• **Activity**
Nothing in the data below may be left out; return all of it exactly.

• **Given data**
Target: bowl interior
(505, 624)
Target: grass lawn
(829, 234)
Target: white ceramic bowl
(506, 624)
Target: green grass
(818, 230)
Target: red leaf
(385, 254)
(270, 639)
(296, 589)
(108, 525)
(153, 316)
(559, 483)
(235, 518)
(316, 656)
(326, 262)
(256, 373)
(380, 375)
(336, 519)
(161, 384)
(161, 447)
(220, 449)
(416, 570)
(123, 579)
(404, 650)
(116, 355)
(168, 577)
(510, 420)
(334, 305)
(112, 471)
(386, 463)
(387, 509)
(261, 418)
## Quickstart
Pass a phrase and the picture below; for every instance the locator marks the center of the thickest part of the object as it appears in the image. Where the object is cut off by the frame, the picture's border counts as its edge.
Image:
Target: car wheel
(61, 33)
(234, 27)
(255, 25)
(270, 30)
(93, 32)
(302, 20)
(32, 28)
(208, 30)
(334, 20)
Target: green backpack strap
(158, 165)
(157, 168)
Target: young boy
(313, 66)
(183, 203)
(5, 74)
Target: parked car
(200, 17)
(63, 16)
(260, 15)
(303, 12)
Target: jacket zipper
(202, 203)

• **Answer to this task**
Target: bowl interior
(505, 624)
Target: grass lawn
(829, 234)
Target: white ceramic bowl
(506, 624)
Target: green grass
(818, 230)
Target: red leaf
(385, 254)
(270, 639)
(296, 589)
(108, 525)
(153, 316)
(559, 483)
(235, 518)
(316, 656)
(326, 262)
(256, 373)
(380, 375)
(336, 519)
(161, 384)
(161, 447)
(220, 449)
(416, 570)
(123, 579)
(404, 650)
(116, 355)
(168, 577)
(510, 420)
(334, 305)
(112, 471)
(386, 463)
(387, 509)
(261, 418)
## Quickstart
Pass a phrase and the picture below; for every instance the locator marks the center of the thickest part of the object as it appears in the image. Where the object is cut off by the frame, the picture's border counts as its edge.
Image:
Target: car wheel
(61, 33)
(234, 27)
(255, 25)
(270, 30)
(93, 32)
(302, 20)
(32, 28)
(208, 30)
(334, 20)
Target: green backpack strap
(158, 165)
(157, 168)
Target: young boy
(313, 66)
(183, 203)
(5, 74)
Target: parked car
(200, 17)
(63, 16)
(260, 15)
(303, 12)
Target: jacket zipper
(202, 203)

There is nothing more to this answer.